=== Work request ===
Reproduce the data that follows in its entirety, character for character.

-.-.-

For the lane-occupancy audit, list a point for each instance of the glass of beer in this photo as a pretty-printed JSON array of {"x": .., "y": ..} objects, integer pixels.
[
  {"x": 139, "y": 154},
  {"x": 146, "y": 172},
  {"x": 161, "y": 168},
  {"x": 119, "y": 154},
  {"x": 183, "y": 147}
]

-.-.-

=== Your solution ===
For the lane-occupancy audit, list a point for each instance of the glass of beer in this photo as a pretty-printed JSON array of {"x": .., "y": ..} objects, integer pixels.
[
  {"x": 139, "y": 154},
  {"x": 146, "y": 172},
  {"x": 161, "y": 168},
  {"x": 119, "y": 154},
  {"x": 183, "y": 147}
]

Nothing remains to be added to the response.